* [DIRECTIONS] Rewrite the selenium gel thread, beginning at the words "# Selenium/vitamin E" and stopping after "SassyKat6181 (Feb 24, 2013)", with "milk bucket" changed to "milk pail".

* [TEXT]

++++++

# Selenium/vitamin E gel vs. BoSe



## meme (Feb 24, 2013)

Hi guys. Rachel is due in 33 more days, so I decided I would go ahead and order some selenium/ vitamin E gel along with the copasure and a milk bucket (finally!).  I have read a few times in the past that it works pretty well, but I just wanted some more input. I know she needs it, as our area is very deficient. I can get some BoSe instead if needed, but time is running out. We have been giving her 800 i.u of vitamin E daily in her grain as well, as is recommended by Fias Co Farms. Have you ever used the gel, and how did it work? Also, how much and how often do you give it? Thanks!


----------



## SassyKat6181 (Feb 24, 2013)

I posted this same question last week.....here's the link
http://www.backyardherds.com/forum/viewtopic.php?pid=312277#p312277


----------



## meme (Feb 24, 2013)

SassyKat6181 said:
			
		

> I posted this same question last week.....here's the link
> http://www.backyardherds.com/forum/viewtopic.php?pid=312277#p312277


Thank you! I don't know how I missed that one. It sounds like it works well for most.

++++++

[Records from a dataset]

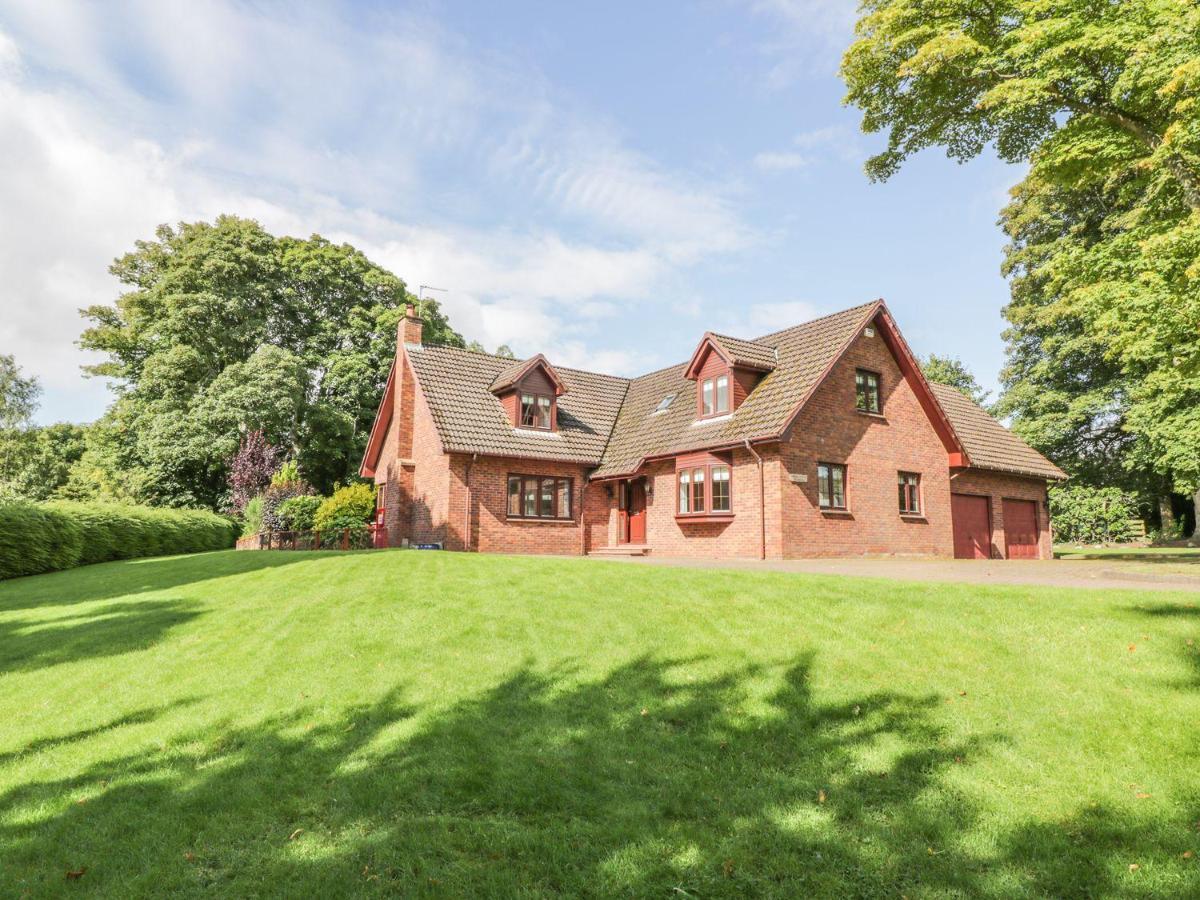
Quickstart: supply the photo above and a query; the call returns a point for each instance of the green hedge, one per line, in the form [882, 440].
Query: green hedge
[41, 538]
[1091, 515]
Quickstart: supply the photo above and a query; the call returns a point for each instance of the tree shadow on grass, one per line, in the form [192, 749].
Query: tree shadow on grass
[102, 631]
[124, 577]
[649, 781]
[1191, 651]
[137, 717]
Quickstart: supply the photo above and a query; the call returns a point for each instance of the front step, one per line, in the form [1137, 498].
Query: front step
[622, 550]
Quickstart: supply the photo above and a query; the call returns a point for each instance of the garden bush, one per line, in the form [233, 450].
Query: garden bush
[252, 517]
[35, 539]
[286, 484]
[349, 507]
[40, 538]
[297, 514]
[1091, 515]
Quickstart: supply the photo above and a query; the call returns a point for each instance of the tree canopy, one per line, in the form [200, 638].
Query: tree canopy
[1102, 100]
[226, 329]
[18, 394]
[952, 371]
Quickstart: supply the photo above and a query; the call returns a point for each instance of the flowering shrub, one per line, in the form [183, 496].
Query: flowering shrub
[250, 469]
[1091, 515]
[349, 507]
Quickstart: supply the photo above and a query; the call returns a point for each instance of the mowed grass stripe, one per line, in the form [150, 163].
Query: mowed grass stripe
[371, 724]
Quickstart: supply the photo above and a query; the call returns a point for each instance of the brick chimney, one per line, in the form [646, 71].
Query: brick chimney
[409, 327]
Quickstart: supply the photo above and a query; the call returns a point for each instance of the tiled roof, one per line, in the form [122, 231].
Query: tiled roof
[509, 376]
[750, 354]
[989, 444]
[457, 384]
[805, 352]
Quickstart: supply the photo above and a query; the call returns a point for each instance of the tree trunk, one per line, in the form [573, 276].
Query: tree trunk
[1167, 515]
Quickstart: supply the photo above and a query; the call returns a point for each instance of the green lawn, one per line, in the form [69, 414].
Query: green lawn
[1126, 551]
[343, 724]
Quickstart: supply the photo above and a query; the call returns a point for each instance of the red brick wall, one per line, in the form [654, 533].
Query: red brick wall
[666, 535]
[431, 514]
[874, 449]
[997, 486]
[492, 531]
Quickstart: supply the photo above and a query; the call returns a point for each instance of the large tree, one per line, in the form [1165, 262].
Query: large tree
[18, 394]
[1102, 100]
[226, 329]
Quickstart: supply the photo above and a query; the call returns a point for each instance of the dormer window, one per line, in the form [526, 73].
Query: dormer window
[535, 411]
[715, 395]
[528, 393]
[867, 391]
[726, 371]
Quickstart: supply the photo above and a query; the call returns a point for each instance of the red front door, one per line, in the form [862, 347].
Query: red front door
[1020, 529]
[972, 526]
[636, 511]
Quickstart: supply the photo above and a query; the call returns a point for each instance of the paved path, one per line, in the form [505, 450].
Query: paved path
[1054, 573]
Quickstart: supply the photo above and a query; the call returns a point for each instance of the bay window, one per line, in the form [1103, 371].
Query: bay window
[535, 411]
[832, 485]
[539, 497]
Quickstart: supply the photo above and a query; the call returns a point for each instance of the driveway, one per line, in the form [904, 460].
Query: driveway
[1135, 575]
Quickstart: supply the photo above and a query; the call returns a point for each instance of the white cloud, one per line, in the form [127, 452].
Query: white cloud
[766, 318]
[780, 161]
[810, 36]
[396, 138]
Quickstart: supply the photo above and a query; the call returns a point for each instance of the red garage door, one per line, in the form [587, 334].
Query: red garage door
[1020, 529]
[972, 526]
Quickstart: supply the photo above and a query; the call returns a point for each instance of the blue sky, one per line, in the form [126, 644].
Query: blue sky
[598, 181]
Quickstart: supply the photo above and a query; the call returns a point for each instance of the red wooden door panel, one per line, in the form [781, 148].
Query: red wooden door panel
[1020, 529]
[637, 511]
[972, 526]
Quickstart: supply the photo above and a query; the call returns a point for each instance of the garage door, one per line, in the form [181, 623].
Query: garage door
[1020, 529]
[972, 526]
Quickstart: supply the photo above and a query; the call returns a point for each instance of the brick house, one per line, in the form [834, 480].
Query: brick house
[821, 439]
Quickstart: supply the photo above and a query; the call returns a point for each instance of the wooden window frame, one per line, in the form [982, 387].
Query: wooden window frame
[537, 400]
[705, 471]
[845, 487]
[862, 397]
[712, 384]
[904, 496]
[535, 492]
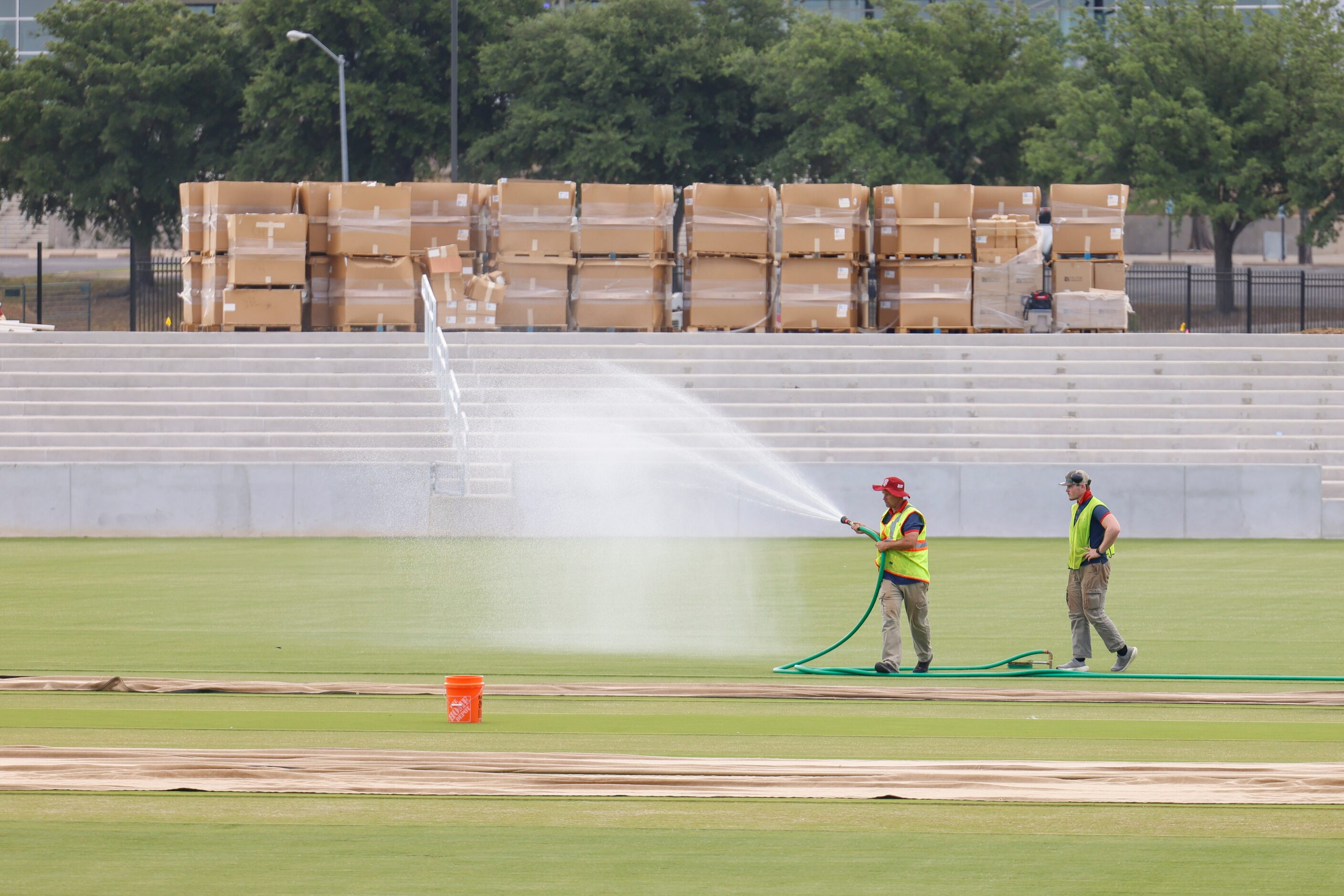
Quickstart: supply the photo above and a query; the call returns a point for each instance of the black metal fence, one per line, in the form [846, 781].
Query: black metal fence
[157, 295]
[1246, 300]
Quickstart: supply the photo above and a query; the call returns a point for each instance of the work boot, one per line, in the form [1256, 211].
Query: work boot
[1123, 663]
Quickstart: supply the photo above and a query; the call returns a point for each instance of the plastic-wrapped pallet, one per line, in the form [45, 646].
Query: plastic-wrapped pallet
[1094, 309]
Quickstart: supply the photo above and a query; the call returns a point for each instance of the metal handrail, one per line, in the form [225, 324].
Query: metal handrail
[444, 376]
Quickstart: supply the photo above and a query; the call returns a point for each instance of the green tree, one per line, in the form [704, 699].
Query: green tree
[397, 85]
[1226, 113]
[944, 96]
[630, 91]
[129, 100]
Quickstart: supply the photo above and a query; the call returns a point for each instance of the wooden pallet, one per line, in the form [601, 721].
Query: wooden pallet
[234, 328]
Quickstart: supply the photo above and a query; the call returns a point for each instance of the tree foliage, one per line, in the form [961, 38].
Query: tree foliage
[1228, 115]
[630, 91]
[944, 96]
[397, 85]
[129, 100]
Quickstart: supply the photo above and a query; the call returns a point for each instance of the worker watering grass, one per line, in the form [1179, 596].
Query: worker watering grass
[1092, 543]
[903, 558]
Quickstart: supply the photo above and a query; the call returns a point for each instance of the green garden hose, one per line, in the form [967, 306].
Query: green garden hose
[999, 669]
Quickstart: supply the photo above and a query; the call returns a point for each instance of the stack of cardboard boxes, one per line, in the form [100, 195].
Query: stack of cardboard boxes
[193, 198]
[533, 237]
[924, 245]
[1008, 261]
[252, 265]
[625, 256]
[1088, 257]
[824, 253]
[729, 262]
[368, 246]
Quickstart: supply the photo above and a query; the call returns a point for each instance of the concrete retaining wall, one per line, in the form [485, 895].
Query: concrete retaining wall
[1171, 501]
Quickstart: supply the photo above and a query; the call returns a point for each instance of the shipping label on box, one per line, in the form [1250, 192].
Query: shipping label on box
[268, 250]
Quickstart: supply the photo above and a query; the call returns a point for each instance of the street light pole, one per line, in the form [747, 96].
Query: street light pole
[295, 37]
[457, 177]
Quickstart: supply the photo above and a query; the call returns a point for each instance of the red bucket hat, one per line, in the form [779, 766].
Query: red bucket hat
[894, 485]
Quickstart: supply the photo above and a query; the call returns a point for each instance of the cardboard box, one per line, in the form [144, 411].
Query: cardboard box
[819, 293]
[312, 202]
[920, 292]
[373, 292]
[317, 300]
[730, 218]
[997, 312]
[444, 269]
[623, 292]
[268, 250]
[727, 292]
[1109, 276]
[824, 219]
[1089, 218]
[191, 284]
[223, 198]
[627, 219]
[1094, 309]
[538, 291]
[279, 308]
[368, 219]
[534, 217]
[1073, 276]
[214, 277]
[442, 214]
[1020, 202]
[193, 198]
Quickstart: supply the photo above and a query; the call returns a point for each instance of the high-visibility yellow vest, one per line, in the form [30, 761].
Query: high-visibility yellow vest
[1080, 531]
[913, 563]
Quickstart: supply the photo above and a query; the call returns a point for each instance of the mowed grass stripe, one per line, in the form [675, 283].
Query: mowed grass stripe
[674, 723]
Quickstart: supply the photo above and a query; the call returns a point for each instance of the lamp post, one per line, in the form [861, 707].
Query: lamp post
[295, 37]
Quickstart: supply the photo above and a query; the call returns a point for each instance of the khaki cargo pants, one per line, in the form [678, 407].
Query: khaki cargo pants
[1086, 597]
[916, 598]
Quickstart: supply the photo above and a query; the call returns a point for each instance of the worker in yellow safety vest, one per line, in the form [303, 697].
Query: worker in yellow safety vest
[903, 557]
[1092, 543]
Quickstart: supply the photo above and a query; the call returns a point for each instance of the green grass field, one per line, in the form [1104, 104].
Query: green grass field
[416, 610]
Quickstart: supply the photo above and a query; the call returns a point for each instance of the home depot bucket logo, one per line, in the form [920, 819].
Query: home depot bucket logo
[460, 710]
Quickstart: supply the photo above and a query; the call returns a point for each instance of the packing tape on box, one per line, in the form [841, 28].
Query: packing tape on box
[829, 215]
[1081, 214]
[368, 221]
[632, 215]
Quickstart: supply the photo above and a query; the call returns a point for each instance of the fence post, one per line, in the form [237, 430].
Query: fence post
[1190, 315]
[1249, 300]
[1302, 299]
[132, 285]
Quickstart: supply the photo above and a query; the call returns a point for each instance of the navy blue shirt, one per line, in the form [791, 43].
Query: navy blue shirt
[913, 524]
[1096, 531]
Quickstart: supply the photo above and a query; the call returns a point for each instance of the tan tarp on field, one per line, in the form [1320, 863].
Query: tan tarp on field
[401, 771]
[672, 689]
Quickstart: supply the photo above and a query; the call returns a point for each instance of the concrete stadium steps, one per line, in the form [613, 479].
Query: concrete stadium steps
[1068, 399]
[234, 398]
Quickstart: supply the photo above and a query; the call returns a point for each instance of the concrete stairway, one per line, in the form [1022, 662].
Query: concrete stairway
[1066, 399]
[225, 398]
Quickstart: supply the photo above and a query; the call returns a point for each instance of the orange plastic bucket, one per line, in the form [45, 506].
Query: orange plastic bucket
[464, 698]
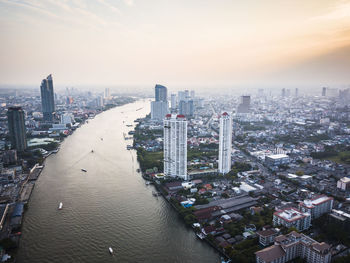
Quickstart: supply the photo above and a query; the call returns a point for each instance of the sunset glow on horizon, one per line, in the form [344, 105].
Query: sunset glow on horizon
[184, 42]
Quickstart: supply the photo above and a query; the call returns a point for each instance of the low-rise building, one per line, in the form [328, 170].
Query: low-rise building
[267, 236]
[317, 206]
[294, 245]
[292, 217]
[277, 159]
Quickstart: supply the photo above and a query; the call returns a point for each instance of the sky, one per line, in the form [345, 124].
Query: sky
[208, 43]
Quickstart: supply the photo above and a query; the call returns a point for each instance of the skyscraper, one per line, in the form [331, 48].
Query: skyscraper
[225, 143]
[173, 102]
[244, 107]
[161, 93]
[47, 98]
[17, 129]
[159, 107]
[175, 146]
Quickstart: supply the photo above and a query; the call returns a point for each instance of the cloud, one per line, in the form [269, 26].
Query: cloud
[129, 2]
[339, 12]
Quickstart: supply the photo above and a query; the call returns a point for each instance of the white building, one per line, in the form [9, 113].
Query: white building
[173, 102]
[175, 146]
[317, 206]
[343, 183]
[67, 118]
[292, 217]
[159, 109]
[225, 143]
[292, 246]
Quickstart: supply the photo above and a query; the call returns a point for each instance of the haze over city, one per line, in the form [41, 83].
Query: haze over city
[231, 44]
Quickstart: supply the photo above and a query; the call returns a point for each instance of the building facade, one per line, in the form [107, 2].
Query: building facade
[175, 146]
[47, 99]
[225, 143]
[17, 129]
[159, 107]
[292, 217]
[292, 246]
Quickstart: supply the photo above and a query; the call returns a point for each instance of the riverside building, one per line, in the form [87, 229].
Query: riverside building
[175, 146]
[225, 143]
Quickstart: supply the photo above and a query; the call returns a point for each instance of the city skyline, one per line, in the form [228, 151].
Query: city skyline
[241, 44]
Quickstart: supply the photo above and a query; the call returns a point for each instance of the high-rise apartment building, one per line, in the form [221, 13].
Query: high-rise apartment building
[173, 102]
[292, 246]
[244, 106]
[161, 93]
[47, 99]
[17, 129]
[225, 143]
[159, 107]
[175, 146]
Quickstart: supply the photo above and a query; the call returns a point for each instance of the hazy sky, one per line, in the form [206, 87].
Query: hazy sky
[175, 42]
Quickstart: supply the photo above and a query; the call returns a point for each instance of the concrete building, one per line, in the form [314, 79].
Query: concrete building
[244, 106]
[175, 146]
[67, 118]
[343, 184]
[291, 217]
[225, 143]
[17, 129]
[173, 103]
[159, 107]
[186, 107]
[267, 236]
[47, 99]
[317, 206]
[292, 246]
[161, 93]
[277, 159]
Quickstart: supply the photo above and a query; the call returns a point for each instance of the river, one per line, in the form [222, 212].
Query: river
[109, 205]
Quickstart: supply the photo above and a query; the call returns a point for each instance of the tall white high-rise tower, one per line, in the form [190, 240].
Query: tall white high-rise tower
[225, 143]
[175, 146]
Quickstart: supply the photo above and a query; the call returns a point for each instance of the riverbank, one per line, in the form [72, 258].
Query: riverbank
[108, 206]
[11, 240]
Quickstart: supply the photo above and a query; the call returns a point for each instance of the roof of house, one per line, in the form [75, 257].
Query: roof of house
[271, 253]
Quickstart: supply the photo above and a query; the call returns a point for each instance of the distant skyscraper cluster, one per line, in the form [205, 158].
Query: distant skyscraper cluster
[175, 146]
[17, 129]
[225, 143]
[47, 99]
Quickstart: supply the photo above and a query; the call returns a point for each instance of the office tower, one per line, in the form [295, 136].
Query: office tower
[192, 94]
[283, 92]
[107, 93]
[159, 107]
[288, 92]
[181, 96]
[161, 93]
[17, 129]
[47, 99]
[225, 143]
[173, 102]
[175, 146]
[186, 107]
[244, 107]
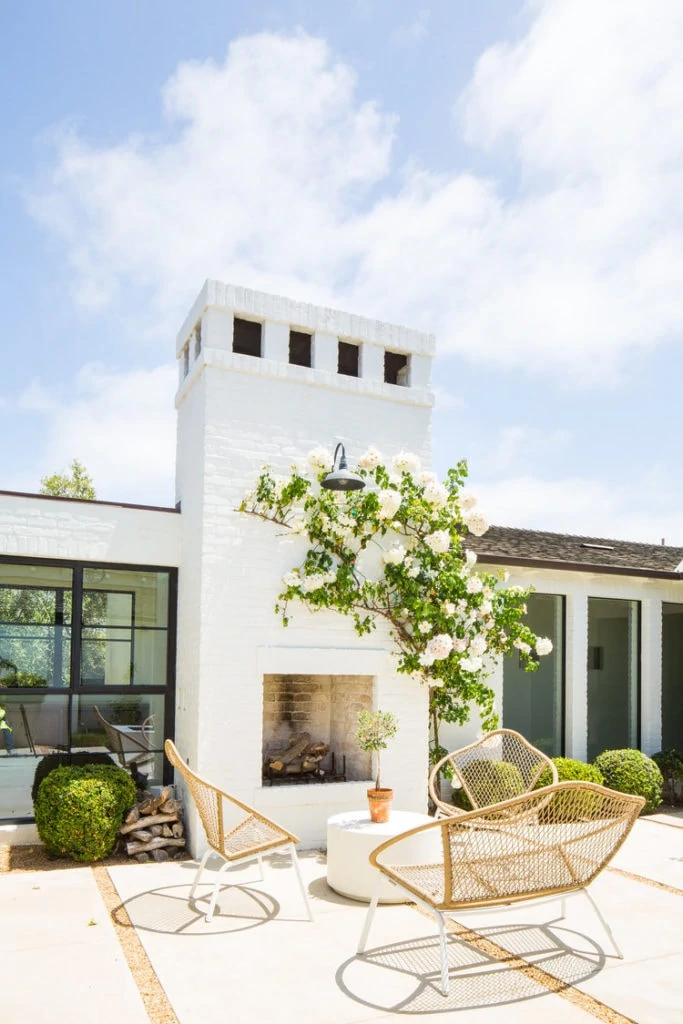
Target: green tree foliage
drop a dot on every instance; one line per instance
(396, 552)
(77, 483)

++++++

* [ANSWER AREA]
# Selenium/vitamin E gel vs. BoSe



## meme (Feb 24, 2013)

Hi guys. Rachel is due in 33 more days, so I decided I would go ahead and order some selenium/ vitamin E gel along with the copasure and a milk pail (finally!).  I have read a few times in the past that it works pretty well, but I just wanted some more input. I know she needs it, as our area is very deficient. I can get some BoSe instead if needed, but time is running out. We have been giving her 800 i.u of vitamin E daily in her grain as well, as is recommended by Fias Co Farms. Have you ever used the gel, and how did it work? Also, how much and how often do you give it? Thanks!


----------



## SassyKat6181 (Feb 24, 2013)